§ **THE TASK**
Copy out the data in full, keeping each line exactly as it reads.
STORED DATA START
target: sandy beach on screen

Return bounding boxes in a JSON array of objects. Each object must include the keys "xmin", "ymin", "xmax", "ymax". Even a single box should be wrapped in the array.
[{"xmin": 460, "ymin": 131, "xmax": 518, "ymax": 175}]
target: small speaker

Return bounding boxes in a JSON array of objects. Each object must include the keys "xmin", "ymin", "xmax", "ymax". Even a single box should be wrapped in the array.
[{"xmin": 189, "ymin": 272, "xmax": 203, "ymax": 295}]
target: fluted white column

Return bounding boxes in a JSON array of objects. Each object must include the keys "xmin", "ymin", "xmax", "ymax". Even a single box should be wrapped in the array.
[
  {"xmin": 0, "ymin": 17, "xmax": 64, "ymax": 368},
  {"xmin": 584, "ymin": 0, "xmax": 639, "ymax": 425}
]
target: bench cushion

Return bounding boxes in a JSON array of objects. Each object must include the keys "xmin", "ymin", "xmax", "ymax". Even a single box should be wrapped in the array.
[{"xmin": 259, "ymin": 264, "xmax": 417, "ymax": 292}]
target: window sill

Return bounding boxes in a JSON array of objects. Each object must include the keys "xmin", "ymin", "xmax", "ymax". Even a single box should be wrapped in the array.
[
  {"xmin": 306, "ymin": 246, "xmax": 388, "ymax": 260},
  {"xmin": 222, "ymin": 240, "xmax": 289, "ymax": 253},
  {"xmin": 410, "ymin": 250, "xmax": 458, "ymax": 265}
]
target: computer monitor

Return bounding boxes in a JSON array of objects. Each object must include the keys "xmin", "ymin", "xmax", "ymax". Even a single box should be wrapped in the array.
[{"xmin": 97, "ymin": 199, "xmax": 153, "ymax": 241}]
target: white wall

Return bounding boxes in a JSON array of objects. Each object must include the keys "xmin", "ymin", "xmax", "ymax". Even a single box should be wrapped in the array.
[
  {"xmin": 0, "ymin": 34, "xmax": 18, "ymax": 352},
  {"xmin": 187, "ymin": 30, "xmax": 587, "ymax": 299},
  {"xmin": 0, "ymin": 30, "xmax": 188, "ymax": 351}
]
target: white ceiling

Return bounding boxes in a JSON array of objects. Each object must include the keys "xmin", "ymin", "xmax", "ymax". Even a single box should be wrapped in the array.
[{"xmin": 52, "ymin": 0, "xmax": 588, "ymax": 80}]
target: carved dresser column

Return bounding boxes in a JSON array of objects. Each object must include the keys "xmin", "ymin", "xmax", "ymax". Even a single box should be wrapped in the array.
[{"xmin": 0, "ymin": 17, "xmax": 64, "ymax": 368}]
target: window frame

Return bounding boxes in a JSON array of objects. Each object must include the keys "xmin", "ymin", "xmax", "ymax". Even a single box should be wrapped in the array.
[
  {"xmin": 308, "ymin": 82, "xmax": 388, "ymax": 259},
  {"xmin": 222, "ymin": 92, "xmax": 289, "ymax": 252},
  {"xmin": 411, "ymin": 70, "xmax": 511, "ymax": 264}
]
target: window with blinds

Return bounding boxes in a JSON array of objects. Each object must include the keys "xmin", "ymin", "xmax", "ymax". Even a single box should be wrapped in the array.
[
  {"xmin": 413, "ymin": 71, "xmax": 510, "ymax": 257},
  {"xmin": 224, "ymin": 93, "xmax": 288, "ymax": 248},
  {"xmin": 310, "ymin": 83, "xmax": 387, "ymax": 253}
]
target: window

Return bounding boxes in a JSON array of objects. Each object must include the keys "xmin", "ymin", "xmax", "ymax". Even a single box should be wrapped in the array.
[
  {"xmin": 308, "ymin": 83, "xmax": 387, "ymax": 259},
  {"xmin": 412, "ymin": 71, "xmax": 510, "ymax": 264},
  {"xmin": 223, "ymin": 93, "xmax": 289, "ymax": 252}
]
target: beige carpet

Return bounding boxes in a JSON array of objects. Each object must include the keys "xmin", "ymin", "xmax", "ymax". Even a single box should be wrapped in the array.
STORED DATA END
§ **TASK RESULT**
target: sandy beach on screen

Return bounding boxes in a JSON array of objects. Each object must include the keys "xmin", "ymin", "xmax", "ymax". Even a single box should be wrapped in the array.
[{"xmin": 460, "ymin": 131, "xmax": 518, "ymax": 175}]
target: small speaker

Return bounding boxes in a JSON array of objects. Each object must include the keys "xmin", "ymin", "xmax", "ymax". Even a single box should be wrapped in the array.
[{"xmin": 189, "ymin": 272, "xmax": 203, "ymax": 295}]
target: fluted white column

Return bounding boxes in a JSON array of objects. Each object must include the keys "xmin", "ymin", "xmax", "ymax". Even a single box should be wrapped in the array.
[
  {"xmin": 0, "ymin": 17, "xmax": 64, "ymax": 368},
  {"xmin": 584, "ymin": 0, "xmax": 639, "ymax": 425}
]
target: bench cushion

Return bounding boxes in a JSON array of objects. Each object must include the keys "xmin", "ymin", "xmax", "ymax". Even a single box should be wrapped in the array.
[{"xmin": 259, "ymin": 264, "xmax": 417, "ymax": 292}]
target: window sill

Return bounding boxes in a JSON array of objects. Each object must include the keys "xmin", "ymin", "xmax", "ymax". Even a single box should be wrapped in the array.
[
  {"xmin": 306, "ymin": 246, "xmax": 388, "ymax": 260},
  {"xmin": 222, "ymin": 240, "xmax": 289, "ymax": 253},
  {"xmin": 410, "ymin": 250, "xmax": 458, "ymax": 265}
]
target: computer monitor

Return bounding boxes in a JSON array of objects. Each object must include the keys "xmin", "ymin", "xmax", "ymax". Even a single box should be wrapped in the array.
[{"xmin": 97, "ymin": 199, "xmax": 153, "ymax": 241}]
target: white wall

Return bounding boxes in a JSON array of objects. Each object must include the keys "xmin", "ymin", "xmax", "ymax". Even a single box should be wrapped in the array.
[
  {"xmin": 0, "ymin": 34, "xmax": 18, "ymax": 352},
  {"xmin": 187, "ymin": 30, "xmax": 587, "ymax": 299},
  {"xmin": 0, "ymin": 30, "xmax": 188, "ymax": 351}
]
target: white ceiling

Return bounding boxes in a JSON array of objects. Each object must include the keys "xmin", "ymin", "xmax", "ymax". Even a single box should be wrapped in the array.
[{"xmin": 52, "ymin": 0, "xmax": 588, "ymax": 80}]
target: carved dresser column

Return bounding boxes in a JSON array of objects. Each object must include the keys "xmin", "ymin", "xmax", "ymax". Even a single box should be wrapped in the array.
[{"xmin": 0, "ymin": 17, "xmax": 64, "ymax": 368}]
target: window frame

Return bounding boxes in a JSON array of objects. Each object must include the keys "xmin", "ymin", "xmax", "ymax". Even a single box should be wrapped in the array.
[
  {"xmin": 308, "ymin": 82, "xmax": 388, "ymax": 259},
  {"xmin": 222, "ymin": 92, "xmax": 289, "ymax": 252},
  {"xmin": 411, "ymin": 70, "xmax": 511, "ymax": 264}
]
target: window with blinds

Return bounding boxes in a JSON array of objects. Each object must include the keys "xmin", "ymin", "xmax", "ymax". Even a single box should be wrapped in the array.
[
  {"xmin": 413, "ymin": 71, "xmax": 510, "ymax": 257},
  {"xmin": 224, "ymin": 93, "xmax": 288, "ymax": 248},
  {"xmin": 310, "ymin": 83, "xmax": 387, "ymax": 253}
]
target: window

Return bounding boxes in a JSON array of objects. Each object must include the keys "xmin", "ymin", "xmax", "ymax". Even a single box should be wrapped in the array.
[
  {"xmin": 308, "ymin": 83, "xmax": 387, "ymax": 259},
  {"xmin": 412, "ymin": 71, "xmax": 510, "ymax": 264},
  {"xmin": 223, "ymin": 93, "xmax": 289, "ymax": 252}
]
target: beige carpet

Return bounding boxes in a JSON array of objects. Each object must include the keys "xmin", "ymin", "xmax", "ymax". Even a single box should be wrapped in the array.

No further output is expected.